● Problems and tasks
- 1) From the passage on Total Nigeria's earnings, return the section that begins with the words containing "Total Nigeria has" and ends with "million for the third quarter.".
- 2) Answer these questions using the passage on Total Nigeria's earnings, and mark each answer with the letter of its question:
(a) What was Total Nigeria's peak profit, and in which year was it recorded?
(b) By what percentage was cost of sales reduced quarter-on-quarter?
(c) How large was the company's operating loss in the second quarter?
- 3) Extend the passage on Total Nigeria's earnings, picking up right after its final sentence.

● Provided text
Total Nigeria has lost profit every year since its peak profit record of N14.8 billion in 2016. Last year, it suffered a drop of 71 percent in after-tax profit to ₦2.3 billion – the worst performance record for the company in at least a decade. Baring a final quarter windfall, another major profit drop looks quite likely for the petroleum company at the end of 2020.

The rebound in the third quarter helped the company to escape from losses built in the first two quarters of the year. This happened through cost-saving from input cost and finance expenses with which the company built a profit of ₦1 billion in the third quarter.

Cost of sales was slashed by 42 percent quarter-on-quarter with which the company was able to raise gross profit from the large drop in turnover in the quarter. Also, finance expenses dropped by 72 percent over the same period to ₦611 million for the third quarter.

These two favourable developments provided the company with the strength to return to profit in the third quarter despite the accelerating drop in turnover. An operating loss of ₦1.6 billion in the second quarter reversed to an operating profit of almost ₦2 billion for the third quarter.

The ability to stage the turnaround from a 37 percent drop in sales is the big event that changed the earnings story for Total Nigeria in the third quarter. However the running loss of sales by a market leader presents a strong bearish point on the company so far this year.

[Entries pointing to labeled objects]
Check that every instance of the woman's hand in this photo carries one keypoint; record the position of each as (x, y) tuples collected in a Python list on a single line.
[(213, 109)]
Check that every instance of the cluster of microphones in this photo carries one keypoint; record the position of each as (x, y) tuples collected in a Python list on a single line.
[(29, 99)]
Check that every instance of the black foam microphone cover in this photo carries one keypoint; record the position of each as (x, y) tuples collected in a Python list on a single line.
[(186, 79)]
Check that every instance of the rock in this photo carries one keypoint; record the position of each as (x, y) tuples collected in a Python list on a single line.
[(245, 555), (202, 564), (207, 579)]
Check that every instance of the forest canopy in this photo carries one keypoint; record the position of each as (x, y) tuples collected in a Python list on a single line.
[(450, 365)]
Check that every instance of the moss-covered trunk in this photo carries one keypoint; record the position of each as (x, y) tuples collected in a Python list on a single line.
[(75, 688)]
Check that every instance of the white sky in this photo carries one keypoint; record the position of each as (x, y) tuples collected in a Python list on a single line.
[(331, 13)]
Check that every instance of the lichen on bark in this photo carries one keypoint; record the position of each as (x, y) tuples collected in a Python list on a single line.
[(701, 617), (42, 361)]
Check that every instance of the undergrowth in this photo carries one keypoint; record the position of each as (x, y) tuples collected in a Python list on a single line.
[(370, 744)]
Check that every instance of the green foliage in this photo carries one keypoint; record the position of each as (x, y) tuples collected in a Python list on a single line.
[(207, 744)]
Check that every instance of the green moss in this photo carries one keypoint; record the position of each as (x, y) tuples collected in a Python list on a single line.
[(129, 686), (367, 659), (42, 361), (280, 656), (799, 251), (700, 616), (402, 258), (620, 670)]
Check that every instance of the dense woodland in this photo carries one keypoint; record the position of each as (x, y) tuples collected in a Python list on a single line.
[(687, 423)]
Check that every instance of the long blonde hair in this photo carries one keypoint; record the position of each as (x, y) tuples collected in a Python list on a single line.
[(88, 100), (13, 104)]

● Answers provided
- 1)
Total Nigeria has lost profit every year since its peak profit record of N14.8 billion in 2016. Last year, it suffered a drop of 71 percent in after-tax profit to ₦2.3 billion – the worst performance record for the company in at least a decade. Baring a final quarter windfall, another major profit drop looks quite likely for the petroleum company at the end of 2020.

The rebound in the third quarter helped the company to escape from losses built in the first two quarters of the year. This happened through cost-saving from input cost and finance expenses with which the company built a profit of ₦1 billion in the third quarter.

Cost of sales was slashed by 42 percent quarter-on-quarter with which the company was able to raise gross profit from the large drop in turnover in the quarter. Also, finance expenses dropped by 72 percent over the same period to ₦611 million for the third quarter.

- 2)
(a) N14.8 billion, in 2016.
(b) 42 percent.
(c) ₦1.6 billion.

- 3)
On a year-on-year basis, Total Nigeria generated sales revenue of under ₦152 billion at the end of the third quarter operations in September 2020. This represents a drop of roughly 32 percent year-on-year — speeding up from 29 percent drop at half-year. Petroleum products — the main revenue line of the company, continued to lead earnings drop at 35 percent at the end of the third quarter.

The cut down in the cost of sales in the third quarter improved the year-on-year position with input cost dropping slightly ahead of sales revenue at 33.6 percent to ₦130.7 billion. That strengthened gross profit from the half-year position though it still dropped by 16 percent to close at ₦21 billion at the end of September 2020.

Other challenges on the cost and income sides have remained. These include a continuing decline in other income, increase in other expenses and an inability to curtail selling/distribution and administrative expenses alongside the dropping sales revenue.

Despite the operating challenges, the company was able to overturn an operating loss of ₦717 million at the end of half-year operations into an operating profit of ₦1.3 billion at the end of the third quarter. The figure still represents a huge drop of roughly 78 percent in operating profit year-on-year.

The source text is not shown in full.